Pictures excluded, retype the lines from the one containing "Where can the pink" through the last line of the data below, both included.

——

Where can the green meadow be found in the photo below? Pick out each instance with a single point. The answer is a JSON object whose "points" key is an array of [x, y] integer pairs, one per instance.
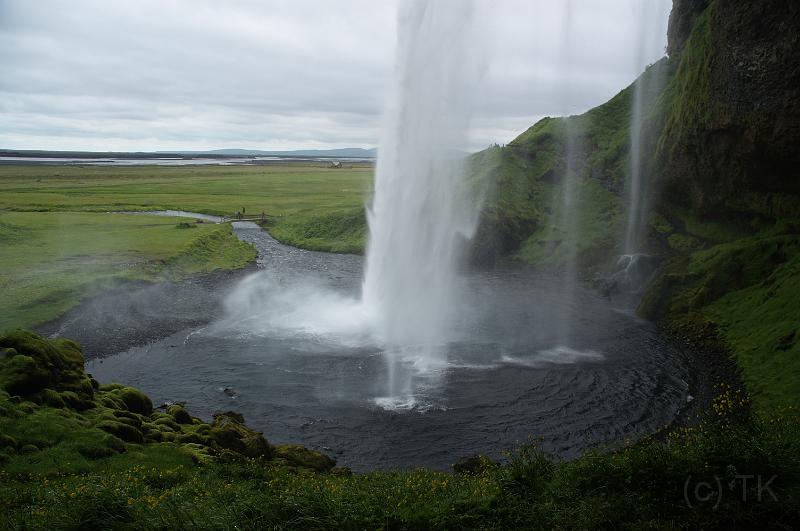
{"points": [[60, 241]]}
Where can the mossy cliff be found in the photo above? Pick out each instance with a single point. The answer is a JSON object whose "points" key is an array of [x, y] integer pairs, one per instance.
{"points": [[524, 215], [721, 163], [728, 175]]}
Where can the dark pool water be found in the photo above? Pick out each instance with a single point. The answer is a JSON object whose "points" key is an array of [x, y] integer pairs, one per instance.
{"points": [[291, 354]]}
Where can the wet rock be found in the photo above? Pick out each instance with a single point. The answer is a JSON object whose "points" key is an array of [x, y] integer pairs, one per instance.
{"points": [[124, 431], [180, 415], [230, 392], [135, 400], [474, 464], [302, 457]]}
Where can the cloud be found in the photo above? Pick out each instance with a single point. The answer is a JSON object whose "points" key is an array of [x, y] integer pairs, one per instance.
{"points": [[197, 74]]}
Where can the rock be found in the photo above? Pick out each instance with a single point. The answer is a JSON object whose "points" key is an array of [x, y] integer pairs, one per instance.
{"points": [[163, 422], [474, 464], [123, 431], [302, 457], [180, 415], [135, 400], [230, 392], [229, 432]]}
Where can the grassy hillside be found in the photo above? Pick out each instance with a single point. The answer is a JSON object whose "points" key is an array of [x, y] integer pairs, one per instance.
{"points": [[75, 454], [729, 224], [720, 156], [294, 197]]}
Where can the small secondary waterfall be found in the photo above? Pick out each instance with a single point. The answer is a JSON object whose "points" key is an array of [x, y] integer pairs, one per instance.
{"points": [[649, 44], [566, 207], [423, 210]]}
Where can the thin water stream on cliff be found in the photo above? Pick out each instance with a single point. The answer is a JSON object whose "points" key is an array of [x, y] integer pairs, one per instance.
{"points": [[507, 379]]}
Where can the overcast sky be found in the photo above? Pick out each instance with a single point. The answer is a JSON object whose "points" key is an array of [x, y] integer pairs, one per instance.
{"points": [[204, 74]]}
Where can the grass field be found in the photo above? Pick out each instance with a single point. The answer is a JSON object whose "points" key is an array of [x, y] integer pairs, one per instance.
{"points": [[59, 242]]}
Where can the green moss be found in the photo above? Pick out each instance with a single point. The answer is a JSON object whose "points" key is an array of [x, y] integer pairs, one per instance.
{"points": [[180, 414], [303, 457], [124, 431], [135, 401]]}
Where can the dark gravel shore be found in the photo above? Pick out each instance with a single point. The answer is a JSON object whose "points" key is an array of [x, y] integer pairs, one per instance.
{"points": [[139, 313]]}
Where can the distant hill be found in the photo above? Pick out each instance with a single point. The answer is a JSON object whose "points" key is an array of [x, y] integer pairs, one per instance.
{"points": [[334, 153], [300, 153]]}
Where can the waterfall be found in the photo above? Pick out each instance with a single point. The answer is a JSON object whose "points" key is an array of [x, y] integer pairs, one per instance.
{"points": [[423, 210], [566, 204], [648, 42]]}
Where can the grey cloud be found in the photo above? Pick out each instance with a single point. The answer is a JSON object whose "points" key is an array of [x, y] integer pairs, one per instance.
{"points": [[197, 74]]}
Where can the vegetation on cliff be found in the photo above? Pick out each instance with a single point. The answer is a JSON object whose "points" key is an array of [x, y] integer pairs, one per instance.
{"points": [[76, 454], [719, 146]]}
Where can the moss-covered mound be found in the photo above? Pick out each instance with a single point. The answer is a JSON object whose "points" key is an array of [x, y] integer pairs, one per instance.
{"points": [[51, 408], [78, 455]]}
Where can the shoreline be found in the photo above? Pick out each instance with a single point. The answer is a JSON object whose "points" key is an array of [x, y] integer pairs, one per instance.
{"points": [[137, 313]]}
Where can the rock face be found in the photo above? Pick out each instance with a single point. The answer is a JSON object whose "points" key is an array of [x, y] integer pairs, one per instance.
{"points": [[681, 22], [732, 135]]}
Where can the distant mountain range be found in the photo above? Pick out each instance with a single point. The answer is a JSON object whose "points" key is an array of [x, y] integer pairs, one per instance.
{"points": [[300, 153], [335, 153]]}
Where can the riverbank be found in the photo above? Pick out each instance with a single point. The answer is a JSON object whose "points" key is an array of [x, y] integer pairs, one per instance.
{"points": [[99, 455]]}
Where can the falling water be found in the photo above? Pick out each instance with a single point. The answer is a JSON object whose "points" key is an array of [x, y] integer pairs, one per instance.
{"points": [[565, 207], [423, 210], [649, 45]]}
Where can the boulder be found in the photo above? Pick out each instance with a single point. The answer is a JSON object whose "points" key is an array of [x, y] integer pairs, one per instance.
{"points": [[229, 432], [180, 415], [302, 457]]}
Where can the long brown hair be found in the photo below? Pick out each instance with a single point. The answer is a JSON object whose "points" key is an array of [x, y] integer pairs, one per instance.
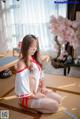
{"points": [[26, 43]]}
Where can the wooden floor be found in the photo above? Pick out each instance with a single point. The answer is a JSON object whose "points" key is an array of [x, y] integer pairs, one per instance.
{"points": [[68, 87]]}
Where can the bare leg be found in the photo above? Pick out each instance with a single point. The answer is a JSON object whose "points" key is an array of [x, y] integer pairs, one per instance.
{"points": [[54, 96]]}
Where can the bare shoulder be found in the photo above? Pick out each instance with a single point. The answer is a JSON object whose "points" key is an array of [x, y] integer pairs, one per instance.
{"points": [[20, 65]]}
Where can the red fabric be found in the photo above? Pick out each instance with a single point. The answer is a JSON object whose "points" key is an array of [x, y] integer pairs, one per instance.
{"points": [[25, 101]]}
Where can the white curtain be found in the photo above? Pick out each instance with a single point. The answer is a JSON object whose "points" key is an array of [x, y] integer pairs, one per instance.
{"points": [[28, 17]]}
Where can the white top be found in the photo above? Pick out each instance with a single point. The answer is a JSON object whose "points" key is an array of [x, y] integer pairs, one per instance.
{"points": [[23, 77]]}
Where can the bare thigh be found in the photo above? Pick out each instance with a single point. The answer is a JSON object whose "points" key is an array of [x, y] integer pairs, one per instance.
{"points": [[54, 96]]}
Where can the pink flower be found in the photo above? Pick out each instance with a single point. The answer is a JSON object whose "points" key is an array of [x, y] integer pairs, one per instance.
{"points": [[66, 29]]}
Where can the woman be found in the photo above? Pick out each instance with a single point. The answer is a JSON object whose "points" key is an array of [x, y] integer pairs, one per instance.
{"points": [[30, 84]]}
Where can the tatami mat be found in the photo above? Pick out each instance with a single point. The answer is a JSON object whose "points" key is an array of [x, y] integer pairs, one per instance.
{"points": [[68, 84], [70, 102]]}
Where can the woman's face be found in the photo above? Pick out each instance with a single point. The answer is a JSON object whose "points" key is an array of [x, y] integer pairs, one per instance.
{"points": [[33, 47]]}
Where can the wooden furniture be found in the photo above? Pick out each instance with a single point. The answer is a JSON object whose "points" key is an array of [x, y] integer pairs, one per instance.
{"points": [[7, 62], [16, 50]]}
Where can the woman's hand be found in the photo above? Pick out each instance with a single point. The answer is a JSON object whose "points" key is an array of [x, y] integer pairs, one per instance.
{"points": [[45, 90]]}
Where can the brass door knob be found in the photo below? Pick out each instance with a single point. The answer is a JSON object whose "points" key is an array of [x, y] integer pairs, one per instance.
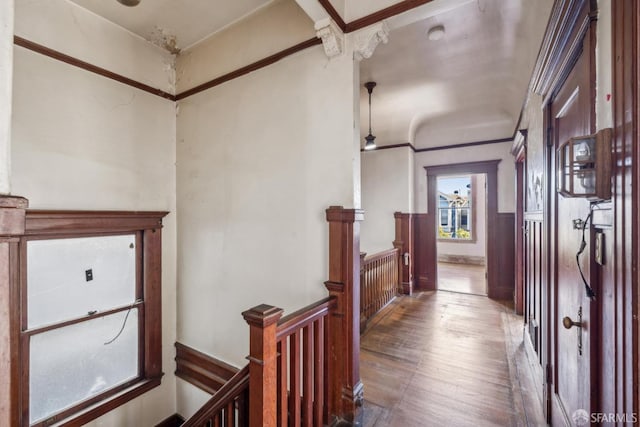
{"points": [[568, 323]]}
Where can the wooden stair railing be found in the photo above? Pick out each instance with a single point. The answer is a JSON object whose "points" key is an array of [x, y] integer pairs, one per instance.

——

▶ Correct response
Where can the pink flower be found in the photo above? Pick out each instance with a single point. The answer is a JSON object whose "points" key is an array of [x, y] integer pairs, one per instance.
{"points": [[66, 29]]}
Where can the woman be found in the photo above? Pick out each instance with a single point. The answer is a JSON object whose "points" key is an array of [x, y] integer pairs, one per instance.
{"points": [[30, 84]]}
Where can the tatami mat be found in the photo above? Pick out each instance with a single point. The answer is a JSON object whose "points" key is an array of [x, y] integer pairs, one per instance.
{"points": [[68, 84], [70, 102]]}
Where can the woman's face be found in the photo above? Pick out each instance with a single point. The answer is a JSON object whose "points" key is an array of [x, y] integer pairs, one per instance.
{"points": [[33, 47]]}
Where can the wooden furniture be found in the photo above? Pick out each instance with a single point. The answer is a JSON object whose "points" key is an array of [x, y] integer pairs, one per instance.
{"points": [[7, 62], [16, 50]]}
Where can the woman's hand be found in the photo above? Pick out each instance with a single point. The answer is a JSON object whose "points" key is an array of [x, y] integer pairs, one per instance.
{"points": [[45, 90]]}
Where can the brass door knob be found in the photo below? Pick out each instance with a single point. The answer is a JSON object whose "points" key is an array of [x, y] integer pairs, one per instance.
{"points": [[568, 323]]}
Where can the wooden stair railing be found in the photo above? Pick out each instance with a single point. The answer is a JSON object whose "points" key is an array of [x, y] integer pairs, one per instance.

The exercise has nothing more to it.